Write every line of the material out exactly as shown.

[Dataset entries]
* * *

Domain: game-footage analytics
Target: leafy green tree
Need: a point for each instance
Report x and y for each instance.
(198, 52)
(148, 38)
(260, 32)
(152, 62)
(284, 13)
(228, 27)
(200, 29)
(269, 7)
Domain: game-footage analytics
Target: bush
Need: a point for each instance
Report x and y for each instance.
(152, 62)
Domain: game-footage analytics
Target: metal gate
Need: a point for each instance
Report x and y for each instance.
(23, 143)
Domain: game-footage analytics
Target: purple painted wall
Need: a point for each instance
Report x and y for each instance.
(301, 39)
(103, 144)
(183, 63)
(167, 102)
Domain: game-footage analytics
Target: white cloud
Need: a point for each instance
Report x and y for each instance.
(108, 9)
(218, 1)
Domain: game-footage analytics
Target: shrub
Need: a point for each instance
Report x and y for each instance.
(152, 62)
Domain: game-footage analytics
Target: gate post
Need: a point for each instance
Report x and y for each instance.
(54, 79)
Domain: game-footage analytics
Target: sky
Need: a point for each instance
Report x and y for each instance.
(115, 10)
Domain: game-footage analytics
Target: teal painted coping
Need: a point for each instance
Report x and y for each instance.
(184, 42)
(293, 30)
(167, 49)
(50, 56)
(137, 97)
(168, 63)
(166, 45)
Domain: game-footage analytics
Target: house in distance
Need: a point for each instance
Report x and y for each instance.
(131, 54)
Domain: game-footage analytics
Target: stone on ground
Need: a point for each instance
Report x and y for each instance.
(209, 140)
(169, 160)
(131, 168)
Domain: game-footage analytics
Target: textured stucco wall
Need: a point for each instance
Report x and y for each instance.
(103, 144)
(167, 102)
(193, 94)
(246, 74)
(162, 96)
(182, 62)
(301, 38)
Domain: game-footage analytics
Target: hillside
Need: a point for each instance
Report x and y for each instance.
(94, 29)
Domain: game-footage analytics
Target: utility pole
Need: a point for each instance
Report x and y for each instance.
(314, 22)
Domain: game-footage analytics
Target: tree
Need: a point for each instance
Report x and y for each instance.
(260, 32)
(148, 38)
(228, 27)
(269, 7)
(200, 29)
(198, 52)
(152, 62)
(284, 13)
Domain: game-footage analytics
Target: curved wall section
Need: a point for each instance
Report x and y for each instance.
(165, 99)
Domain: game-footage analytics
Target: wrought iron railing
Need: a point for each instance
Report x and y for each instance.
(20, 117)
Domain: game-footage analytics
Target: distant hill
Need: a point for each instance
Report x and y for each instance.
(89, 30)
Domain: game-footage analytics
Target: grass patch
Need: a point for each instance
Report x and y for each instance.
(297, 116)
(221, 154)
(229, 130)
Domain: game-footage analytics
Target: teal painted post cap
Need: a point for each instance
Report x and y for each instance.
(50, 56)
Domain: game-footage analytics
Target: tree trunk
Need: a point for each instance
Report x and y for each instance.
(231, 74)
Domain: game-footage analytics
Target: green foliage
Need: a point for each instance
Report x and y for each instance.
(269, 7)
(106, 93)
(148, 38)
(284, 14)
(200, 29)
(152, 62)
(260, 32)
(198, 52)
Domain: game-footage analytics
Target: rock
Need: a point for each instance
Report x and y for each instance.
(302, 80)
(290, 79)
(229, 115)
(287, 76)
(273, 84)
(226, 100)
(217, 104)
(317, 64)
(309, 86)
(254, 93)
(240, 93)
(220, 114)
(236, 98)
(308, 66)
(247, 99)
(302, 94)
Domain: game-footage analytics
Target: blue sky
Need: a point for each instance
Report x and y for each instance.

* * *

## Task solution
Domain: game-footage analytics
Target: leafy green tree
Need: a point for each instance
Report x and y for each instance.
(198, 52)
(148, 38)
(260, 32)
(152, 62)
(284, 13)
(228, 27)
(200, 29)
(269, 7)
Domain: game-footage analytics
Target: bush
Need: a point for each instance
Report x and y for each instance.
(152, 62)
Domain: game-footage analytics
Target: metal gate
Need: a point for each instance
Report x and y for each instance.
(23, 143)
Domain: game-footage analytics
Target: purple painted wall
Need: a point for each instance
Report x and y for each instance.
(301, 39)
(103, 144)
(183, 63)
(167, 102)
Domain: game-footage analytics
Target: white cloud
Need: a point for each instance
Report x and y for each instance.
(108, 9)
(218, 1)
Domain: game-footage analytics
Target: shrub
Need: a point for each instance
Report x and y for each instance.
(152, 62)
Domain: game-footage analytics
Target: gate post
Need: a point for each instance
Report x and y for each instance.
(54, 79)
Domain: game-footage analytics
Target: sky
Need: a point for each instance
Report x and y for each instance.
(115, 10)
Domain: game-footage analytics
Target: teal painted coping
Need: a point for each instance
Report x and y for each instance.
(184, 42)
(293, 30)
(167, 49)
(50, 56)
(137, 97)
(168, 63)
(166, 45)
Domain: game-footage analytics
Target: house in distance
Need: a point for each instance
Report x and y for each instance.
(131, 54)
Domain: game-footage analytics
Target: stone on ground
Need: a point for each instance
Report x and y for each instance.
(209, 140)
(169, 160)
(131, 168)
Domain: game-footage analytics
Target: textured stucco wall
Need: a point for each instance
Report x and y for each instance.
(103, 144)
(167, 102)
(193, 94)
(246, 74)
(162, 96)
(182, 62)
(301, 38)
Domain: game-footage analytics
Target: hillside
Need: a point for each instance
Report x and y for each instance.
(94, 29)
Domain: game-footage analytics
Target: utility pole
Need: a point for each instance
Report x and y for each instance.
(314, 22)
Domain: game-footage analytics
Target: tree
Need: a point for each instance
Report x and y for each instance.
(260, 32)
(148, 38)
(228, 27)
(269, 7)
(200, 29)
(198, 52)
(152, 62)
(284, 13)
Domain: game-footage analytics
Target: curved wall section
Need: a point for each instance
Report x and y for each instance.
(165, 99)
Domain: game-footage analytics
Target: wrought iron railing
Need: a point for each instance
Report x and y for each instance.
(20, 117)
Domain: game-footage analytics
Target: distant hill
Need: a point for each instance
Report x and y for each instance.
(89, 30)
Domain: game-footage analytics
Target: grass patch
Need: a point for each instance
Report x and y for each instance.
(297, 116)
(221, 154)
(229, 130)
Domain: game-footage analytics
Target: teal painted post cap
Need: a point for each instance
Report x and y for each instance.
(50, 56)
Domain: game-footage analytics
Target: tree trunk
Need: a point for each instance
Report x and y for each instance.
(231, 74)
Domain: game-footage analytics
Target: green foliage
Need: a point for each instance
Report x and y for each instance.
(269, 7)
(106, 93)
(148, 38)
(284, 14)
(200, 29)
(152, 62)
(260, 32)
(198, 52)
Domain: game-footage analytics
Target: rock
Need: a point for each instance
Report x and y for each instance.
(302, 80)
(290, 79)
(229, 115)
(287, 76)
(273, 84)
(226, 100)
(217, 104)
(317, 64)
(309, 86)
(254, 93)
(240, 93)
(220, 114)
(236, 98)
(308, 66)
(247, 99)
(302, 94)
Domain: game-footage analytics
Target: blue sky
Need: a point for each instance
Report x and y for each instance.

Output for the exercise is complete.